--- Brano fornito ---

Con Contagious-Epidemia Mortale del regista esordiente Henry Hobson il trattato cinematografico sul fenomeno ‘zombie’ conclude momentaneamente il discorso iniziato nel lontano 1968 con La notte dei morti viventi del maestro George A. Romero. Molti dei più attenti cultori della settima arte e del genere potrebbero però rivendicare, molto probabilmente con ragione, il capolavoro di Ubaldo RagonaL’ultimo uomo sulla terra del 1964, la prima opera mai realizzata sui mitologici zombie. Tutto vero, ma quella feroce critica sociale, quell’idea rivoluzionaria antimilitarista che traspare da ogni singola immagine, i movimenti di macchina totalmente anarchici con cui Romero manipola l’intera storia fanno sì che la paternità cinematografica degli zombie spetti di diritto al regista americano. Con il passare del tempo e dei lungometraggi il mito del ‘morto vivente’ ha subito svariate e complesse trasformazioni che lo hanno reso protagonista in tutti i generi possibili dell’intero panorama filmico. Il concetto di “horror” non è più applicabile alla figura dello zombie: la commistione di genere è superata, rimane soltanto la figura emblematica del ‘risorto’ attorno al quale si costruisce poi la sceneggiatura che può assumere diverse forme e declinazioni, dalla demenziale all’horror-comica, dalla drammatica a quella sentimentale (guai ad innamorarsi di uno zombie! provate a chiedere a Teresa Palmer protagonista di Warm Bodies) e persino erotica (come non ricordare ‘Le notti erotiche dei morti viventi‘ del grande demiurgo italiano Aristide Massaccesi, alias Joe D’Amato).

---

Consegna
Riduci a un elenco puntato il paragrafo del brano che comincia con «Con Contagious-Epidemia Mortale», conservandone i fatti principali. Le voci sono materiale a sé, separato dal brano.

--- Voci fornite ---

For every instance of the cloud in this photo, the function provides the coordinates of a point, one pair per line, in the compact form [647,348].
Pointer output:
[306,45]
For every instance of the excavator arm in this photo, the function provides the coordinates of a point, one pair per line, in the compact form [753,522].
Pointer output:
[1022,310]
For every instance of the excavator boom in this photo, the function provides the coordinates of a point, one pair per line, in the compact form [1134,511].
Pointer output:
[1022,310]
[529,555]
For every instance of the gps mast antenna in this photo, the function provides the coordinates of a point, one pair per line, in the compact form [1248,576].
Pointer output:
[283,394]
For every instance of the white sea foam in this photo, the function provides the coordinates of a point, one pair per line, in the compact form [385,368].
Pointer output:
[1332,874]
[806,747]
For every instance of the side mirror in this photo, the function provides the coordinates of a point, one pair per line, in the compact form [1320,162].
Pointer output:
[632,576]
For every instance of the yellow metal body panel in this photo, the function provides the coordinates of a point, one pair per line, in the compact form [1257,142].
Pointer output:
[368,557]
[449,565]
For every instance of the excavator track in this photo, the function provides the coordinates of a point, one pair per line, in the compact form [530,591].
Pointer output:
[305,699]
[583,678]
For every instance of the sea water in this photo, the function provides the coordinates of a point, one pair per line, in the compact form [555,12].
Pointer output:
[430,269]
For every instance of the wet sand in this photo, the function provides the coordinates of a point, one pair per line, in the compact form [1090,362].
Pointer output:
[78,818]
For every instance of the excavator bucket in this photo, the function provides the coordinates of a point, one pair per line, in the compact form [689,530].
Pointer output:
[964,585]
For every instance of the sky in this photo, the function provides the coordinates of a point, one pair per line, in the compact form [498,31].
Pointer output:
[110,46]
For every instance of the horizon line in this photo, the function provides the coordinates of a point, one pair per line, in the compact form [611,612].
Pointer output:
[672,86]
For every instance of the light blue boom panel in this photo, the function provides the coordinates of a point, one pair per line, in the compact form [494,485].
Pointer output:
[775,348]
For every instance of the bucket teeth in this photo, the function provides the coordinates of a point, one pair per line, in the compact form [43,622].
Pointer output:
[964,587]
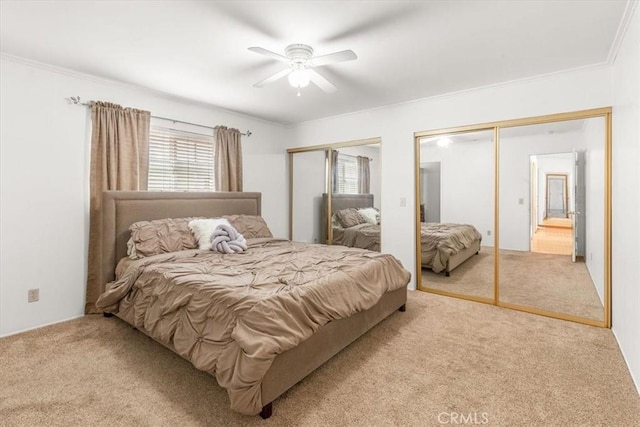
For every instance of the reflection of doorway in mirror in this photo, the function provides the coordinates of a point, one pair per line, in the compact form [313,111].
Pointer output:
[566,187]
[553,184]
[557,197]
[430,192]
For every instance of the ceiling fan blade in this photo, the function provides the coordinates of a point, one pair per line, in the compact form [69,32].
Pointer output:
[321,82]
[332,58]
[265,52]
[276,76]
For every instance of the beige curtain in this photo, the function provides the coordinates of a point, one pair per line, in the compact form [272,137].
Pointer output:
[364,176]
[119,161]
[228,159]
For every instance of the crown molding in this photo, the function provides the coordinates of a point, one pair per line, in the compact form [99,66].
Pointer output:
[111,82]
[627,16]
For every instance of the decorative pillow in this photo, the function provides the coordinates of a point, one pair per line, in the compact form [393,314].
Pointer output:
[350,217]
[250,226]
[372,215]
[160,236]
[203,229]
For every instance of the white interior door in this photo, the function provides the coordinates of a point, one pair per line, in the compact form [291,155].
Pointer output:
[572,208]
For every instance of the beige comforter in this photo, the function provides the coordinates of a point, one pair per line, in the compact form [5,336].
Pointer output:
[231,314]
[441,241]
[365,236]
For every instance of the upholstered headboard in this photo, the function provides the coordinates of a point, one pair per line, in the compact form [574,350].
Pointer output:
[120,209]
[341,201]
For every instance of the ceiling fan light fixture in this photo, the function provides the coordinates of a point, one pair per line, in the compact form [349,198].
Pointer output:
[299,78]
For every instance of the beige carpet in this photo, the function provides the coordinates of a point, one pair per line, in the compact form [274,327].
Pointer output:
[548,282]
[442,357]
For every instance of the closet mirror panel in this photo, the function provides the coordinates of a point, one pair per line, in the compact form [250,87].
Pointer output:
[308,184]
[456,214]
[552,217]
[348,215]
[354,213]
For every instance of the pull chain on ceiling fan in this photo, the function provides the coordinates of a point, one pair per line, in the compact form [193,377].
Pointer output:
[301,61]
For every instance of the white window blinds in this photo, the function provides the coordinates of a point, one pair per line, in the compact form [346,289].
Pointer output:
[347,174]
[180,160]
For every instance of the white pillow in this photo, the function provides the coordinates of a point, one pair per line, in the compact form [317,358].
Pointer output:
[370,214]
[203,229]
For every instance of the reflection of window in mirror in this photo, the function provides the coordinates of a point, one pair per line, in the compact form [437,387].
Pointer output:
[355,199]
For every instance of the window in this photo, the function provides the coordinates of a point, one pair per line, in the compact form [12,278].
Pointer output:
[180,160]
[347,174]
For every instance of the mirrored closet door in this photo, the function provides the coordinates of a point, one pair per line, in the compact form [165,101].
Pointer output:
[347,215]
[552,217]
[537,190]
[456,194]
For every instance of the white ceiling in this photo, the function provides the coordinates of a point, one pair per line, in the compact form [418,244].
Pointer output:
[406,50]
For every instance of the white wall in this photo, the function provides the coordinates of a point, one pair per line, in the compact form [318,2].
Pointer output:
[44,184]
[466,183]
[396,124]
[626,197]
[309,182]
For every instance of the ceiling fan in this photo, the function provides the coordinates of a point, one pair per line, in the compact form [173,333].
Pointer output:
[301,62]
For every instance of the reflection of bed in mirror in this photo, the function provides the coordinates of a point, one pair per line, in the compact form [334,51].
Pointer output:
[445,245]
[365,235]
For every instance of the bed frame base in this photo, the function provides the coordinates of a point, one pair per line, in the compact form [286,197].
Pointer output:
[267,411]
[287,369]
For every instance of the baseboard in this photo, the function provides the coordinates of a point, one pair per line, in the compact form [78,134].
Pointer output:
[40,326]
[624,356]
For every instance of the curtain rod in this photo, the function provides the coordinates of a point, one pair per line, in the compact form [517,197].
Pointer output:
[76,101]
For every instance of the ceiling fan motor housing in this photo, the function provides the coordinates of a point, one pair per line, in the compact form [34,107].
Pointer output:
[299,54]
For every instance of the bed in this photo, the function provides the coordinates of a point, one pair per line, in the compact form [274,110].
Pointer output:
[169,311]
[360,234]
[444,246]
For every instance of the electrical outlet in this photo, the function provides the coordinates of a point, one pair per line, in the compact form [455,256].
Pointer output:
[33,295]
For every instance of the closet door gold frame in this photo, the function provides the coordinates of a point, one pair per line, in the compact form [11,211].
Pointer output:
[496,126]
[328,176]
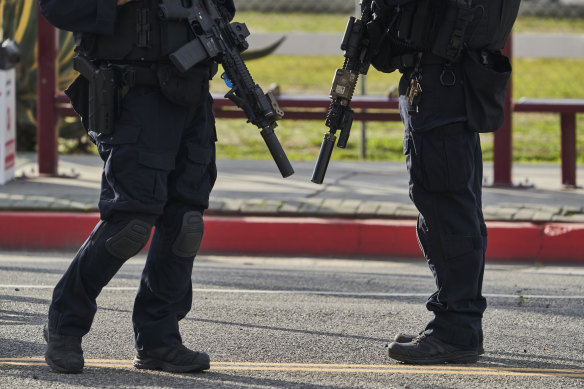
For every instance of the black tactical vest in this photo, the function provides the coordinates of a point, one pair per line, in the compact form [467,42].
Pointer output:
[446,27]
[139,35]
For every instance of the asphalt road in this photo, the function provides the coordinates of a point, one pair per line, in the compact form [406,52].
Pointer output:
[303,323]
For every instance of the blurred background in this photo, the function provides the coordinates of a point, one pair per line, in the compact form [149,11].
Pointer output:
[548,62]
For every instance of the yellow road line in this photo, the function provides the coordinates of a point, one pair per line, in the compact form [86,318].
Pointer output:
[336,368]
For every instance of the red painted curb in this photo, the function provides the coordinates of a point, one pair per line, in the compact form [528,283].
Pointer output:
[373,238]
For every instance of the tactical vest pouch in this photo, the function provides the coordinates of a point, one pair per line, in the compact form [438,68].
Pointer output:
[78,93]
[485,86]
[188,89]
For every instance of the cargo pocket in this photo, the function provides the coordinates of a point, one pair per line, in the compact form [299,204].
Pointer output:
[446,161]
[156,168]
[457,245]
[484,89]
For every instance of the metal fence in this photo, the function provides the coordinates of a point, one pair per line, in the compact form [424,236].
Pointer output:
[549,8]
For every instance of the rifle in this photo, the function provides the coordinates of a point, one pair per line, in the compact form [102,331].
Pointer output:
[104,95]
[340,115]
[219,39]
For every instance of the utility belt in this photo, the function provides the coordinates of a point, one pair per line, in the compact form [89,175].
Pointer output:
[98,93]
[410,60]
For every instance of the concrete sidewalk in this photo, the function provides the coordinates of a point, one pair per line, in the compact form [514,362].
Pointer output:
[358,198]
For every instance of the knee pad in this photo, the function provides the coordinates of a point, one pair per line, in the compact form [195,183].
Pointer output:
[130,240]
[189,238]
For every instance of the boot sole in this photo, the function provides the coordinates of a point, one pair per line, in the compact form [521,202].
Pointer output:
[57,368]
[460,357]
[156,364]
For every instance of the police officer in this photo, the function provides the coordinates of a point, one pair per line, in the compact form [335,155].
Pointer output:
[452,87]
[159,169]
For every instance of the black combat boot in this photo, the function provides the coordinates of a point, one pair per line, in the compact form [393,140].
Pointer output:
[174,359]
[406,338]
[426,349]
[64,353]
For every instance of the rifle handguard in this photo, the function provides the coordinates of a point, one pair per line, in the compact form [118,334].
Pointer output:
[277,152]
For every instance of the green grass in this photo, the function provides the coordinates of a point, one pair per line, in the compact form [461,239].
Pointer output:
[275,22]
[535,136]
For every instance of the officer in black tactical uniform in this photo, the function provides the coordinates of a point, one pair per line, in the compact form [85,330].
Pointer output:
[159,169]
[453,87]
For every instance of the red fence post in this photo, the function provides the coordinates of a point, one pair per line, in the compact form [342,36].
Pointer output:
[46,90]
[568,136]
[502,147]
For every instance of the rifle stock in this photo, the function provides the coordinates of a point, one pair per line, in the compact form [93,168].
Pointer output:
[218,39]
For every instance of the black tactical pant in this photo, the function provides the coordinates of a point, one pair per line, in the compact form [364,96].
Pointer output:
[159,163]
[445,168]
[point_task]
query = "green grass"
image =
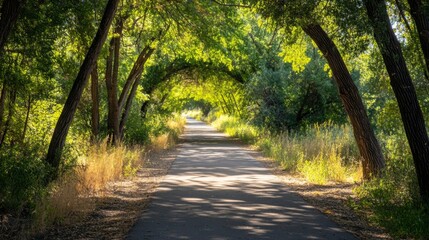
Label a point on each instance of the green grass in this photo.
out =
(327, 152)
(321, 153)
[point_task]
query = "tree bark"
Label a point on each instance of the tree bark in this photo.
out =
(95, 111)
(369, 148)
(400, 80)
(9, 13)
(422, 24)
(2, 102)
(56, 145)
(12, 99)
(112, 86)
(137, 75)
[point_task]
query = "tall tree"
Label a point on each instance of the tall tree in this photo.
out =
(56, 145)
(369, 148)
(95, 97)
(112, 71)
(402, 85)
(304, 14)
(9, 12)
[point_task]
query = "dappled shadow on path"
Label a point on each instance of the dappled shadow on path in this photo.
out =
(215, 190)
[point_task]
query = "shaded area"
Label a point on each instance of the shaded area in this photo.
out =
(119, 207)
(216, 190)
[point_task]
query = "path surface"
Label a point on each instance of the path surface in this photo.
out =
(216, 190)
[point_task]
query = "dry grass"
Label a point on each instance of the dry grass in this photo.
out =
(70, 197)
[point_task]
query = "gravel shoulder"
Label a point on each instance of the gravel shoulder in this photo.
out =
(331, 199)
(121, 204)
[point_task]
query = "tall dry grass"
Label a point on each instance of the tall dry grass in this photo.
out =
(321, 153)
(71, 196)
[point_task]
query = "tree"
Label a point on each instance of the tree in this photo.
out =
(289, 15)
(402, 85)
(9, 13)
(422, 23)
(56, 145)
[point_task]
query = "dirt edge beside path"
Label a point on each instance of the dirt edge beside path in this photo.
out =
(122, 203)
(330, 199)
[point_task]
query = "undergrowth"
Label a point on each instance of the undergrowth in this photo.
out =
(320, 153)
(327, 152)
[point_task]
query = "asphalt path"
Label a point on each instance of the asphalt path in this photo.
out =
(216, 190)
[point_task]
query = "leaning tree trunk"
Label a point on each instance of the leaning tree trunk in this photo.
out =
(27, 119)
(400, 80)
(422, 23)
(95, 111)
(9, 13)
(136, 74)
(112, 86)
(369, 148)
(12, 99)
(61, 129)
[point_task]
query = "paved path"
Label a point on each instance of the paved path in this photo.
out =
(216, 190)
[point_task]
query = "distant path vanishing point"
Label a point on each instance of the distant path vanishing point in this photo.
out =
(216, 190)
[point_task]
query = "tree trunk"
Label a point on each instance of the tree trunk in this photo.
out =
(400, 80)
(112, 86)
(12, 99)
(144, 108)
(422, 23)
(137, 74)
(369, 148)
(95, 111)
(2, 102)
(9, 13)
(61, 129)
(27, 118)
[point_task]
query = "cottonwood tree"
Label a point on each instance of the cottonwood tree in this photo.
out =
(304, 14)
(56, 145)
(403, 87)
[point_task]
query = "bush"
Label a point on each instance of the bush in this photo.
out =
(393, 200)
(21, 175)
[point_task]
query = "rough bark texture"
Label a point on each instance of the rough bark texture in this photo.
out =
(9, 13)
(369, 148)
(404, 90)
(137, 74)
(61, 129)
(422, 23)
(27, 118)
(112, 90)
(12, 99)
(95, 111)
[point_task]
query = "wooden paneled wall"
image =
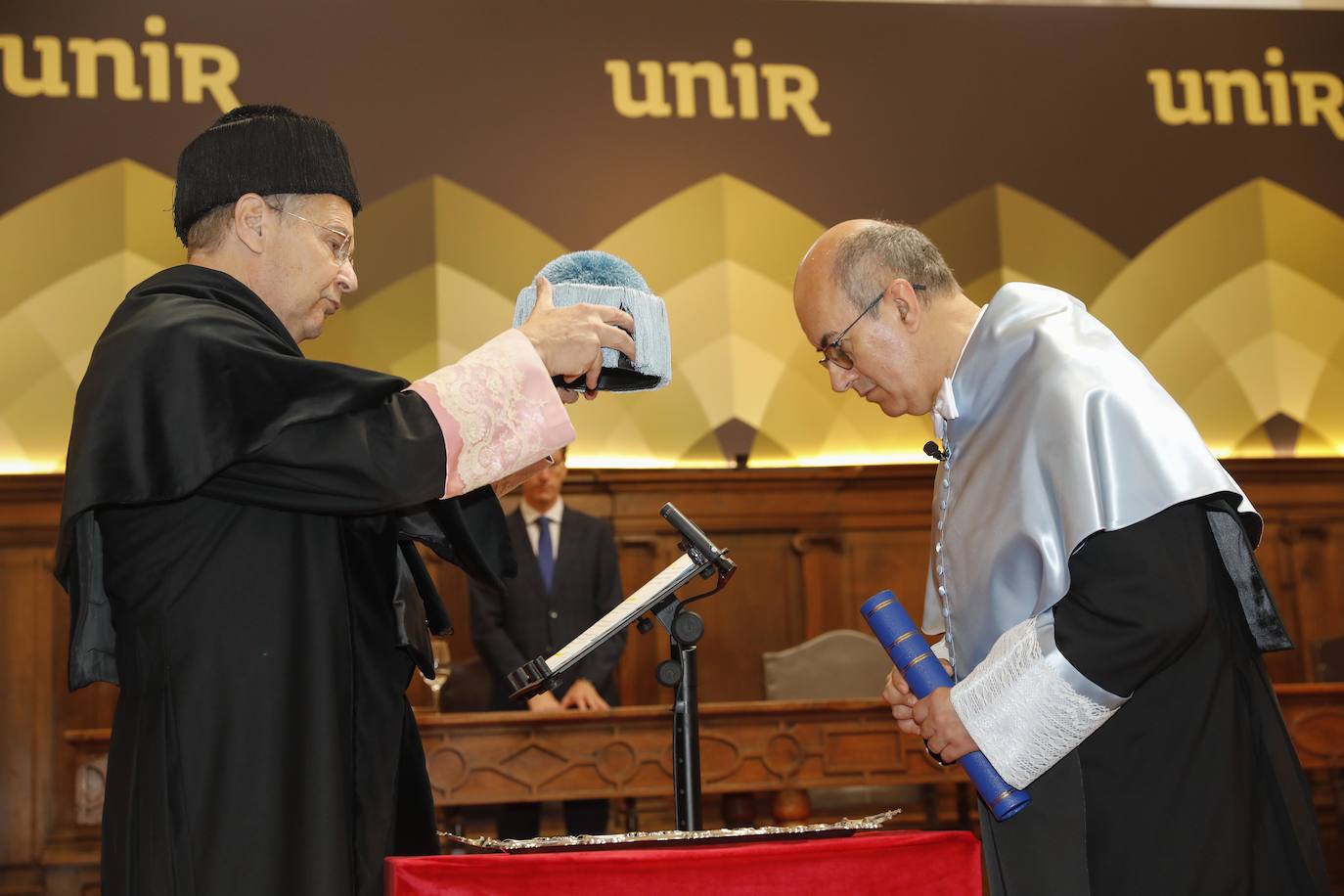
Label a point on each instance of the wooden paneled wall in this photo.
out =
(811, 547)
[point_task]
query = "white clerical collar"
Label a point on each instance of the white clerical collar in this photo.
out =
(530, 514)
(945, 405)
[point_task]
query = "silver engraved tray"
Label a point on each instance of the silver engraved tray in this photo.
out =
(658, 838)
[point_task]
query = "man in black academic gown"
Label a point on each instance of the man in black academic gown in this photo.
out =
(240, 525)
(1095, 579)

---

Risultato
- Contagious-Epidemia Mortale, del regista esordiente Henry Hobson, chiude per ora il discorso sugli zombie iniziato nel 1968 con La notte dei morti viventi di George A. Romero.
- Alcuni cultori considerano la prima opera sugli zombie il film di Ubaldo Ragona del 1964, L'ultimo uomo sulla terra.
- La paternità cinematografica degli zombie spetta comunque a Romero, per la critica sociale, l'idea antimilitarista e i movimenti di macchina anarchici.
- Col tempo la figura dello zombie si è trasformata ed è entrata in tutti i generi.
- Il concetto di "horror" non basta più: resta la figura del risorto, attorno a cui si costruiscono sceneggiature demenziali, horror-comiche, drammatiche, sentimentali (Warm Bodies, con Teresa Palmer) ed erotiche (Le notti erotiche dei morti viventi di Aristide Massaccesi, alias Joe D'Amato).